*TASK:*
In the text about the Cthulhu Mythos, which three writers killed each other off as disguised characters?

A Scene from The Lurking Fear

Guardians of the Ancient: Chapel Hill Reunion

Sometimes fans can get so heated up by a favorite story sequence or saga that they start to see examples everywhere. For me it was the Cthulhu Mythos. As I am sure most SF/F/H fans know, “The Mythos” is a series of interconnected stories by a circle of friends centered on the works of H. P. Lovecraft. For HPL and his friends, it was a game. Lovecraft would include a character from Robert E. Howard’s story, while Howard include a reference to one of Clark Ashton Smith’s monsters, etc. Later HPL, Frank Belknap Long and Robert Bloch would kill each other off as disguised characters. The end result was the impression that all the various story series were part of a gigantic myth.

*DATA SHOWN:*

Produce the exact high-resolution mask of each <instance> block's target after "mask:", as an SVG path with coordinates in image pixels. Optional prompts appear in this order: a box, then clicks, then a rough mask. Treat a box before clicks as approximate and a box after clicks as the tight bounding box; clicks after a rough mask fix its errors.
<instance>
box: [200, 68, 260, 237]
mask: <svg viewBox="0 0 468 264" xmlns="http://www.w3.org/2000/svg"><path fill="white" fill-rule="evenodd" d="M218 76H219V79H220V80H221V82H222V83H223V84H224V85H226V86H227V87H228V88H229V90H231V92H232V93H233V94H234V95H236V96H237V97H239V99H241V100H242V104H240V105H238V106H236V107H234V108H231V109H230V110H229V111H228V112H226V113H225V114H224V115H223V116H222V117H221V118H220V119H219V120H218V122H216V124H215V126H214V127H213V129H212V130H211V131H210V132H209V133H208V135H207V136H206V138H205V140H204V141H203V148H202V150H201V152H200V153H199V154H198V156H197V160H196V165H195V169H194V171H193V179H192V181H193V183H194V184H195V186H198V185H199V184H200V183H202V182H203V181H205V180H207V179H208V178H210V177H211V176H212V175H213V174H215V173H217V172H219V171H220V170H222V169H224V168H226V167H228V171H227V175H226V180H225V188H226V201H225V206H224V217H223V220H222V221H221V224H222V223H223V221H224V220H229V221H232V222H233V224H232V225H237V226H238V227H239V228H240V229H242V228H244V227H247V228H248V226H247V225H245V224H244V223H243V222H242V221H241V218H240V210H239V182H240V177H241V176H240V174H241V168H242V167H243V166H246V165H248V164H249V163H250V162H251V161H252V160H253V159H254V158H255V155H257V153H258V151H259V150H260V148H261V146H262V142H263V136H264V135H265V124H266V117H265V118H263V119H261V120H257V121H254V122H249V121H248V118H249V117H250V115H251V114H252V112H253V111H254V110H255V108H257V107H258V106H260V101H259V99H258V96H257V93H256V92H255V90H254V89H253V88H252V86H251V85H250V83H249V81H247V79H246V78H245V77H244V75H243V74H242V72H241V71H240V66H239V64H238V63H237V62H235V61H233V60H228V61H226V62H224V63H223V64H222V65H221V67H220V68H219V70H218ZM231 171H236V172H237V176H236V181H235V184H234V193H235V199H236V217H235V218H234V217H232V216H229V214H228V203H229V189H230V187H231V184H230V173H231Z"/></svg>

*SOLVED EXERCISE:*
H. P. Lovecraft, Frank Belknap Long and Robert Bloch.